**Problem statement**
Rewrite the material below with "orange excavator" changed to "yellow bulldozer" and everything else left as it is.

(Data listing)

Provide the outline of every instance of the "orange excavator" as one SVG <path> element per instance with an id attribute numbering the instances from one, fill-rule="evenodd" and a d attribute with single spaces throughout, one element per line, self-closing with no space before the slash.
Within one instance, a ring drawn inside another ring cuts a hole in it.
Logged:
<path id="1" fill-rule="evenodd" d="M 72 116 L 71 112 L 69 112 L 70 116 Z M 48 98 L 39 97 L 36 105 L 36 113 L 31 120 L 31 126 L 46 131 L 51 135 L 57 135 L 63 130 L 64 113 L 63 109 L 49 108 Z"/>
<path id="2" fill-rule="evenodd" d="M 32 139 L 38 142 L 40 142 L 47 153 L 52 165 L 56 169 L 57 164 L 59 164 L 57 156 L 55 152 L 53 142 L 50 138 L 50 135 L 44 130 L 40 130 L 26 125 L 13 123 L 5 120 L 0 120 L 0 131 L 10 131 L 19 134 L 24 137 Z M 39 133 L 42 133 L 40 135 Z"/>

**Completed exercise**
Provide the outline of every instance of the "yellow bulldozer" as one SVG <path> element per instance with an id attribute numbering the instances from one, fill-rule="evenodd" and a d attribute with single spaces throughout, one element per line, self-closing with no space before the slash.
Within one instance, a ring drawn inside another ring cuts a hole in it.
Logged:
<path id="1" fill-rule="evenodd" d="M 72 116 L 71 112 L 69 112 L 70 116 Z M 48 98 L 39 97 L 36 105 L 36 113 L 31 120 L 31 126 L 46 131 L 51 135 L 57 135 L 63 130 L 64 113 L 63 109 L 49 108 Z"/>
<path id="2" fill-rule="evenodd" d="M 32 139 L 38 142 L 40 142 L 47 153 L 52 165 L 56 169 L 57 164 L 59 164 L 57 156 L 55 152 L 53 142 L 50 138 L 50 135 L 44 130 L 40 130 L 26 125 L 13 123 L 5 120 L 0 120 L 0 131 L 10 131 L 19 134 L 24 137 Z M 39 133 L 42 133 L 40 135 Z"/>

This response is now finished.